Sin embargo, la conclusión de que Narciso murió por amarse demasiado a sí mismo quizá sea apresurada. Nos falta, tal vez, una parte de la historia para comprenderla mejor. Pues ¿sabes por qué Narciso se fascinó al ver su reflejo en aquel estanque? ¡Porque nunca lo había visto antes!

Así es; cuenta Ovidio que cuando Narciso nació su madre, la ninfa Liríope, consultó al adivino Tiresias por el destino del niño. El augur predijo que el niño viviría una larga y pródiga vida, «siempre y cuando nunca llegara a conocerse a sí mismo». Atemorizada, Liríope crio entonces a Narciso poniendo mucho cuidado en que el niño nunca pudiera ver su reflejo. Quitó todos los espejos de la casa, evitaba pasar con él frente a superficies lustrosas y lo alejaba de las fuentes de agua. Creció así un muchacho hermoso pero distante, que cautivaba las miradas de todos, pero no correspondía a ninguna. Cuando finalmente llegó frente a aquel estanque y vio por vez primera su propia imagen, no pudo sino quedar cautivado... Murió de hambre y de sed, allí mismo, incapaz de apartarse de su reflejo.

______________________________

TAREAS Y EJERCICIOS →
[1] Reproduce tal cual el fragmento del texto sobre Narciso que va de "Así es; cuenta" a "de su reflejo.".
[2] Según el texto sobre Narciso, ¿qué predijo el adivino Tiresias sobre la vida del niño?

[Registros de una colección]

______________________________

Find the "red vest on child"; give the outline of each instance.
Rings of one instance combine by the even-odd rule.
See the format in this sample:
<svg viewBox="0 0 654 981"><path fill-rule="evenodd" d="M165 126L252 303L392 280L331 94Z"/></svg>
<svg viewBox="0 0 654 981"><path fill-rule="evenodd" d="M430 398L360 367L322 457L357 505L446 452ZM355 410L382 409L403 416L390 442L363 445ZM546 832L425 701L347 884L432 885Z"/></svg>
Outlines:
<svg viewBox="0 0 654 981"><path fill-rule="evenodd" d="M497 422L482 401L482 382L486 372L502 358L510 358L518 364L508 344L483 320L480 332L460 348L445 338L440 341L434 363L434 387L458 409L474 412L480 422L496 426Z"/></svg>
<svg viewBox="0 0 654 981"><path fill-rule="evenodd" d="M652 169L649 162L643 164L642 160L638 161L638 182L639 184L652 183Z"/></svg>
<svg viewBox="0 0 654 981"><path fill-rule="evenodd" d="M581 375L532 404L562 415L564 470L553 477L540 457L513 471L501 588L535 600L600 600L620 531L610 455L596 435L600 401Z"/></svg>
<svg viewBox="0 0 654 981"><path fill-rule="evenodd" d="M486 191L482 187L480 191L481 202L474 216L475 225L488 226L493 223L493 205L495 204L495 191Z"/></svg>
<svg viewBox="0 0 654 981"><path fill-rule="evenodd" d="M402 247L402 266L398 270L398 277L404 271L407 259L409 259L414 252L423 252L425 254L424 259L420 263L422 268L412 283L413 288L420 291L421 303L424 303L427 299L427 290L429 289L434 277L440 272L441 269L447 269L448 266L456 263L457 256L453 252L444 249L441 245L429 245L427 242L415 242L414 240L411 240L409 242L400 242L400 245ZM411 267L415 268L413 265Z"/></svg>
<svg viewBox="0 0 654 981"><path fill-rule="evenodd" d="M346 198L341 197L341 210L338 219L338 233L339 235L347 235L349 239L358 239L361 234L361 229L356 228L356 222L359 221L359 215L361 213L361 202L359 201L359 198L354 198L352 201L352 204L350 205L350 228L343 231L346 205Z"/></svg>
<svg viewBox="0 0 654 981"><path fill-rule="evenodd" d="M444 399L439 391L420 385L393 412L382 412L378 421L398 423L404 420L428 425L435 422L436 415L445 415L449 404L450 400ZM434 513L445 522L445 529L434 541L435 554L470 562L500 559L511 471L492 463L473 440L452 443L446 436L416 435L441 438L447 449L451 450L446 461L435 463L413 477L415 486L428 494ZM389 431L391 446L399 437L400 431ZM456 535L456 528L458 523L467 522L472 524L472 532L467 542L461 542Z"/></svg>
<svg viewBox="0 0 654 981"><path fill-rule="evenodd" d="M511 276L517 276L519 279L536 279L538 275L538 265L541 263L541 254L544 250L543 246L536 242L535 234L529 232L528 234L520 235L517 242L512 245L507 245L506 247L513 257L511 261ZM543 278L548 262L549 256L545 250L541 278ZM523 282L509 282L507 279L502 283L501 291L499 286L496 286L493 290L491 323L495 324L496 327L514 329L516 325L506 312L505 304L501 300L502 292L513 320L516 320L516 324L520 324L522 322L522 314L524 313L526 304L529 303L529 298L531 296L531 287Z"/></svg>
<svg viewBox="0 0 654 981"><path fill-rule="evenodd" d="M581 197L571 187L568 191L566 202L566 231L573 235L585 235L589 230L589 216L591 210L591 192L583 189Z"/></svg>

______________________________

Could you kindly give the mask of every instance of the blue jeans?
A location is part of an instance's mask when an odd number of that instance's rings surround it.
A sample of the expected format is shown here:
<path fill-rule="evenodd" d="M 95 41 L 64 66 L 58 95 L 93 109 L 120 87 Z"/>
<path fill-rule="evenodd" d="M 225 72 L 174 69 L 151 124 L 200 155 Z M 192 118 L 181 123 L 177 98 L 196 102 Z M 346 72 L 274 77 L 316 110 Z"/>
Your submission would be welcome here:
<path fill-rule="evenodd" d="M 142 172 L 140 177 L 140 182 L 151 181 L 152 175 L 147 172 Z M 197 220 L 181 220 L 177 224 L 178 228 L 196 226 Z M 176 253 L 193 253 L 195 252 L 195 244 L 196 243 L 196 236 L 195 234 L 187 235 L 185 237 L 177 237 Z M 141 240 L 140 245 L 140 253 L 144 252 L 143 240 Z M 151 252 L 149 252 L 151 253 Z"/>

______________________________

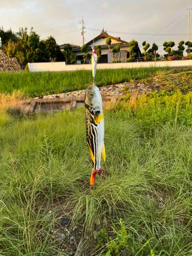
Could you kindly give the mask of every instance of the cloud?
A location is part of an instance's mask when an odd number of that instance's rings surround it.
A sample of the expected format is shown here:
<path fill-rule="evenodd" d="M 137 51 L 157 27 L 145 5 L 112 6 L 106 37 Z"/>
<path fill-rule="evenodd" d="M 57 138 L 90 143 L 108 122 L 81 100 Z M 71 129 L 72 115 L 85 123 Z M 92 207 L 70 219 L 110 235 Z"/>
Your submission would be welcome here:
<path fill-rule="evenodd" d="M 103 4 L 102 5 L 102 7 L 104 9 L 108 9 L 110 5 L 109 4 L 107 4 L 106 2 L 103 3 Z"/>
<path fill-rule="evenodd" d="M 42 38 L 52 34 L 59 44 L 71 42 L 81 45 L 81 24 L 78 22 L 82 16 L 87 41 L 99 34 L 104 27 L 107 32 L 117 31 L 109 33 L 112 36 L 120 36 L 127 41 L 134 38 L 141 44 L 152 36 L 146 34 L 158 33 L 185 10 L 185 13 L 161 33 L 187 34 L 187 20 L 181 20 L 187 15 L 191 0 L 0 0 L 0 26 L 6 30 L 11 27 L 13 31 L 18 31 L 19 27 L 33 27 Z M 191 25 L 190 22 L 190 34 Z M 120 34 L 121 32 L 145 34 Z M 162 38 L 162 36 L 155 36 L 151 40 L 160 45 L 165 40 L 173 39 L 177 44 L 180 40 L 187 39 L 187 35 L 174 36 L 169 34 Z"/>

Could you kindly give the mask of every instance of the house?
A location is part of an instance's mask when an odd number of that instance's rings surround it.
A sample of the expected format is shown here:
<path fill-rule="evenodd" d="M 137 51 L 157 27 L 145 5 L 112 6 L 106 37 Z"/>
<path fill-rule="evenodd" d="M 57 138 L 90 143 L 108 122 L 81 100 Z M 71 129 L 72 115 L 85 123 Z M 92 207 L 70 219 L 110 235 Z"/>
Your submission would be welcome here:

______________________________

SOLUCIONES →
[1]
Así es; cuenta Ovidio que cuando Narciso nació su madre, la ninfa Liríope, consultó al adivino Tiresias por el destino del niño. El augur predijo que el niño viviría una larga y pródiga vida, «siempre y cuando nunca llegara a conocerse a sí mismo». Atemorizada, Liríope crio entonces a Narciso poniendo mucho cuidado en que el niño nunca pudiera ver su reflejo. Quitó todos los espejos de la casa, evitaba pasar con él frente a superficies lustrosas y lo alejaba de las fuentes de agua. Creció así un muchacho hermoso pero distante, que cautivaba las miradas de todos, pero no correspondía a ninguna. Cuando finalmente llegó frente a aquel estanque y vio por vez primera su propia imagen, no pudo sino quedar cautivado... Murió de hambre y de sed, allí mismo, incapaz de apartarse de su reflejo.

[2] Predijo que viviría una larga y pródiga vida, siempre y cuando nunca llegara a conocerse a sí mismo.